# [EXERCISE]
Return the entries below verbatim and leave out the images.

# [MATERIAL SHOWN]
=-=-=

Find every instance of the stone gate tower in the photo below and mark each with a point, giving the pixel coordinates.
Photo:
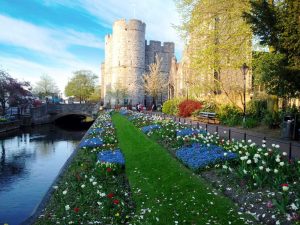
(127, 58)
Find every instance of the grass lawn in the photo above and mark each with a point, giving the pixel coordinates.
(165, 192)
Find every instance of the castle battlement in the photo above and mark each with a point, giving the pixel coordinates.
(127, 58)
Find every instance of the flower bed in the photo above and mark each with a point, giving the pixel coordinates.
(149, 128)
(257, 170)
(189, 132)
(95, 131)
(109, 156)
(91, 142)
(92, 191)
(199, 156)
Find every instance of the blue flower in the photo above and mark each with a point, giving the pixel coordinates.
(123, 112)
(149, 128)
(91, 142)
(96, 130)
(198, 155)
(189, 131)
(111, 156)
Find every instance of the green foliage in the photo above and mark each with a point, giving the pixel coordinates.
(3, 120)
(187, 107)
(96, 95)
(81, 85)
(171, 106)
(209, 106)
(251, 122)
(278, 27)
(272, 119)
(230, 115)
(271, 71)
(149, 166)
(256, 108)
(218, 41)
(45, 86)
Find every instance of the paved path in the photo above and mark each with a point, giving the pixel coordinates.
(290, 147)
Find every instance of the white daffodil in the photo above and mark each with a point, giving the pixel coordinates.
(67, 207)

=-=-=

# [FULL ANSWER]
Find every instance of the stone gate tower in the photo below and mark each with a point, giving the pixel coordinates.
Photo:
(127, 58)
Find every instance of the grass lawn in the photo above and mark each with a point, giving the pixel coordinates.
(165, 192)
Find every instance of the castle battlement in the photo above and mark each with a point, giving the pixel coordinates.
(127, 58)
Find every instance of the flower bed in the photo above and mark each with a point, giving the pixel coordinates.
(149, 128)
(257, 170)
(189, 132)
(95, 131)
(109, 156)
(91, 142)
(92, 191)
(199, 156)
Find every instance of the blue flower in the photo above and mark each with a point, giving the pixel coordinates.
(123, 112)
(149, 128)
(91, 142)
(96, 130)
(198, 155)
(189, 131)
(111, 156)
Find every instance of the green foliage in the photo above and mark each with a point, giving the pixel coordinates.
(3, 120)
(187, 107)
(96, 95)
(81, 85)
(171, 106)
(209, 106)
(251, 122)
(278, 27)
(272, 119)
(230, 115)
(271, 71)
(149, 166)
(256, 108)
(218, 41)
(45, 86)
Find every instance of the paved path in the photo above and mark each with a point, giving the pixel coordinates.
(290, 147)
Find every instance of the white daffodil in the photo above and mark each with a point, giving the pixel coordinates.
(67, 207)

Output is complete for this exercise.